---- Exercise input

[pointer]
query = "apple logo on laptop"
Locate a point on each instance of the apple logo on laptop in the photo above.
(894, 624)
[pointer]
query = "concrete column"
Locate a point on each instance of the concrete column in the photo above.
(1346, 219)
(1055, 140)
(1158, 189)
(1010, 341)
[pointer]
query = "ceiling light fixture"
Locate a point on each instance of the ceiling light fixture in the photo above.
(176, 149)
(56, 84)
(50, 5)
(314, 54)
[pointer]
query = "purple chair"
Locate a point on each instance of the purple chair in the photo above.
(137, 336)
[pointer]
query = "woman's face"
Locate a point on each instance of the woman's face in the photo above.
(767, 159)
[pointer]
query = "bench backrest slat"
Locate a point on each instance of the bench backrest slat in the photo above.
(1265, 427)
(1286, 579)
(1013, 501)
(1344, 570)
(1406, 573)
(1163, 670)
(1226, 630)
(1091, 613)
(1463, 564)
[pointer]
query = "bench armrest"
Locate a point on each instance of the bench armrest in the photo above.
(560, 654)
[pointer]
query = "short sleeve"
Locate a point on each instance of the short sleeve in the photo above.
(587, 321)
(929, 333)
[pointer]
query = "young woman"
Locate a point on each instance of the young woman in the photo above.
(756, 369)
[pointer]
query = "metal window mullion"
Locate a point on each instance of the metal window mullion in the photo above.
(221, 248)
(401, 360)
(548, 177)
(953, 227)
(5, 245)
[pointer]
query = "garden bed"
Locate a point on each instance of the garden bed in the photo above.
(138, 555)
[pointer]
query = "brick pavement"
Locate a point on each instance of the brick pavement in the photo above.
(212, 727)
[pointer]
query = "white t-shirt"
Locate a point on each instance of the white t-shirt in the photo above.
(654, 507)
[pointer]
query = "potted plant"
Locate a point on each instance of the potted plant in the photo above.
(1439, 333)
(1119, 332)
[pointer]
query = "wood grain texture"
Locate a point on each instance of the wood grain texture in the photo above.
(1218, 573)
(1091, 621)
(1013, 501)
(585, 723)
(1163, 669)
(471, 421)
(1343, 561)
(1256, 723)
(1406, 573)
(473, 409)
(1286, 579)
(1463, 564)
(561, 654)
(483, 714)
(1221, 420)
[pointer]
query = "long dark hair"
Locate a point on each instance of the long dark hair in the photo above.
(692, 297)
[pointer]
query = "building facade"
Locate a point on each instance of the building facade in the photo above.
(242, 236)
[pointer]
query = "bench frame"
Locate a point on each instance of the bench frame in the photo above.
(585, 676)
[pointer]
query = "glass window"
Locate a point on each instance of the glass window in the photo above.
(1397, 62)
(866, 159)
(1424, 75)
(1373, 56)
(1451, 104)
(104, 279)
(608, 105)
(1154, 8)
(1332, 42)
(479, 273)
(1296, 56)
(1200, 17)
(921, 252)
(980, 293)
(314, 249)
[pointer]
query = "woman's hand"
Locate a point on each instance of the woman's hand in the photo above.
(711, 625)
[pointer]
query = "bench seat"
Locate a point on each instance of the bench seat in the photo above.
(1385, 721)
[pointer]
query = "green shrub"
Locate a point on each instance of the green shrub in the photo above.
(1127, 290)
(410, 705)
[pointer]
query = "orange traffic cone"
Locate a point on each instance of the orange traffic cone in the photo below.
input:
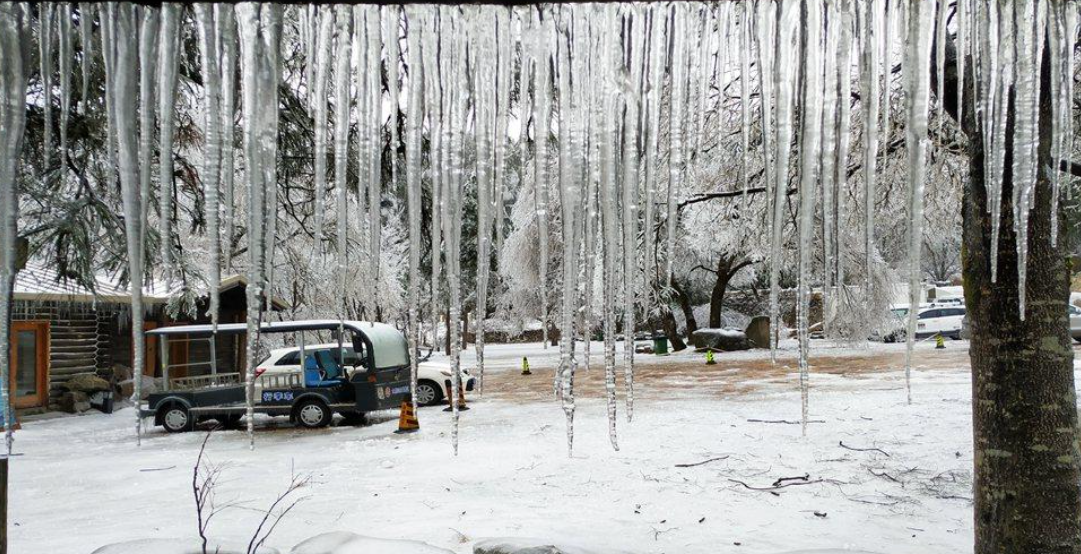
(406, 420)
(462, 399)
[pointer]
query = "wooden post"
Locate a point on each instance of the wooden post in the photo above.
(3, 504)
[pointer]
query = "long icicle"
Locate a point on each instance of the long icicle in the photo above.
(212, 145)
(632, 94)
(14, 33)
(917, 92)
(323, 65)
(87, 45)
(784, 77)
(64, 31)
(168, 66)
(810, 157)
(124, 90)
(414, 120)
(227, 22)
(45, 64)
(608, 135)
(484, 81)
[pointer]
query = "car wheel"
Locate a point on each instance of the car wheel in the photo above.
(176, 419)
(428, 393)
(312, 413)
(354, 418)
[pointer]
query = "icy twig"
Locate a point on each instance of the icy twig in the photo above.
(704, 462)
(864, 449)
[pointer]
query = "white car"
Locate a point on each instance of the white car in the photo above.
(432, 379)
(934, 319)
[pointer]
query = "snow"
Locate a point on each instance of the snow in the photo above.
(506, 482)
(342, 542)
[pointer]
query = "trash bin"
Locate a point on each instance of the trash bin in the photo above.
(659, 344)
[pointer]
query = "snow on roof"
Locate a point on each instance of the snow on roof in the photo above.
(41, 282)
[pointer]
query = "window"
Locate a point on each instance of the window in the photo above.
(291, 358)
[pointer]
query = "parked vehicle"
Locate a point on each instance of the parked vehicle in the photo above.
(376, 379)
(432, 378)
(932, 320)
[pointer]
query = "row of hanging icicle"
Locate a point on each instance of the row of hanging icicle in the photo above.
(577, 91)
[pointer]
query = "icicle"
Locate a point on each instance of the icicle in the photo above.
(1003, 65)
(209, 31)
(784, 78)
(766, 41)
(1026, 132)
(319, 120)
(14, 34)
(64, 30)
(676, 153)
(87, 44)
(505, 61)
(542, 99)
(885, 11)
(414, 119)
(654, 99)
(570, 192)
(745, 88)
(843, 132)
(390, 20)
(124, 90)
(455, 80)
(941, 36)
(705, 77)
(810, 157)
(605, 114)
(343, 99)
(374, 147)
(259, 30)
(962, 51)
(632, 94)
(917, 91)
(484, 48)
(45, 58)
(829, 140)
(148, 54)
(168, 65)
(432, 93)
(227, 21)
(869, 99)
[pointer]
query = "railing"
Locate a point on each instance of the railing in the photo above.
(190, 383)
(291, 380)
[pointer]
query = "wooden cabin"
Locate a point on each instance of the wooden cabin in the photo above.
(61, 330)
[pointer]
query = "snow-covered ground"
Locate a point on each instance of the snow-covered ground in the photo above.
(81, 482)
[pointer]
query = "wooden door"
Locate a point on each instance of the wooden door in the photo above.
(29, 352)
(150, 360)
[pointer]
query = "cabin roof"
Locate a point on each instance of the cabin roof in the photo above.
(41, 282)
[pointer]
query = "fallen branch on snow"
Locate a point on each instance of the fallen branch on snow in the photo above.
(704, 462)
(786, 422)
(864, 449)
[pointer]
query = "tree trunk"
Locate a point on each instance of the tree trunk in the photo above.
(1025, 419)
(726, 268)
(684, 305)
(668, 324)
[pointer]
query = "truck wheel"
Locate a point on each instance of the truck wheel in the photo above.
(428, 393)
(354, 418)
(176, 419)
(312, 413)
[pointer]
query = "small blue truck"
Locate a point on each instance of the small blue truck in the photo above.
(378, 378)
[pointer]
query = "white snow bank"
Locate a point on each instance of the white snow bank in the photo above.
(175, 546)
(343, 542)
(512, 544)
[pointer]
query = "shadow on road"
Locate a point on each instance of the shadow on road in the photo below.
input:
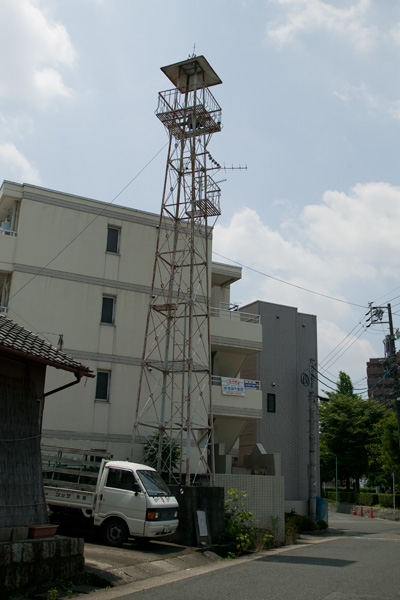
(308, 560)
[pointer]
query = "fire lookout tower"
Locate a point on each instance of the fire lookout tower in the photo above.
(174, 418)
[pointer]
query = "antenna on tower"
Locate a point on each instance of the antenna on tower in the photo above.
(194, 51)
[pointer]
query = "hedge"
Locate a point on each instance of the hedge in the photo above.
(363, 498)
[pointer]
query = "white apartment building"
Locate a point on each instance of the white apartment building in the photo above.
(78, 272)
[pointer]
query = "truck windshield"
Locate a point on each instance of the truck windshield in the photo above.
(153, 483)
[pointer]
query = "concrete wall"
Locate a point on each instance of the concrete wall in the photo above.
(290, 340)
(36, 565)
(58, 287)
(265, 499)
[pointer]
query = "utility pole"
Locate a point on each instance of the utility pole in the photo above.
(312, 442)
(376, 316)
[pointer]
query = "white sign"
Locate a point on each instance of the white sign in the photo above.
(232, 387)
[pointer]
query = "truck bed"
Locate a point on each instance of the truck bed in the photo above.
(63, 496)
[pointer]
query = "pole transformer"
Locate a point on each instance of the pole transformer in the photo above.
(376, 315)
(174, 420)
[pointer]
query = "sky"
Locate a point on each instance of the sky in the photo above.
(310, 105)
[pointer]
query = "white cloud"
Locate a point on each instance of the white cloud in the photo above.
(347, 237)
(364, 98)
(37, 50)
(16, 165)
(304, 16)
(347, 247)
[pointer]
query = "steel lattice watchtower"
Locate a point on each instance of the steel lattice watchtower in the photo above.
(174, 418)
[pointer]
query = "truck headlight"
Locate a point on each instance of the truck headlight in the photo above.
(152, 515)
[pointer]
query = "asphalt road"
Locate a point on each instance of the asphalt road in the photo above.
(360, 562)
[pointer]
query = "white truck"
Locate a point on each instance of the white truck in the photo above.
(121, 498)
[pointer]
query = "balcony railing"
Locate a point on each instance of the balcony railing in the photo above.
(235, 314)
(7, 232)
(248, 383)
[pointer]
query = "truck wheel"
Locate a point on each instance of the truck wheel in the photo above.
(114, 532)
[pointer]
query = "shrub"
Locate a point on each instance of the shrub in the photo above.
(386, 500)
(366, 499)
(239, 522)
(321, 525)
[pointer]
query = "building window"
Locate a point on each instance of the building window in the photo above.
(113, 237)
(108, 309)
(103, 386)
(271, 402)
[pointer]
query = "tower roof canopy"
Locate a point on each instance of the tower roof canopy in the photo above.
(183, 74)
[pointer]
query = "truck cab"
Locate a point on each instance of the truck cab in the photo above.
(133, 500)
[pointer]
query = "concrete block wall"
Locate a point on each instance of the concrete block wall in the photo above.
(38, 564)
(265, 499)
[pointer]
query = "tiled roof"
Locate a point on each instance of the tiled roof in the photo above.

--------

• _Set exercise_
Pull out every line of the entries above that contains the string "dark", matching case exactly.

• _Solution to this problem_
query = "long dark hair"
Locate a point on each instance of the long dark hair in the photo above.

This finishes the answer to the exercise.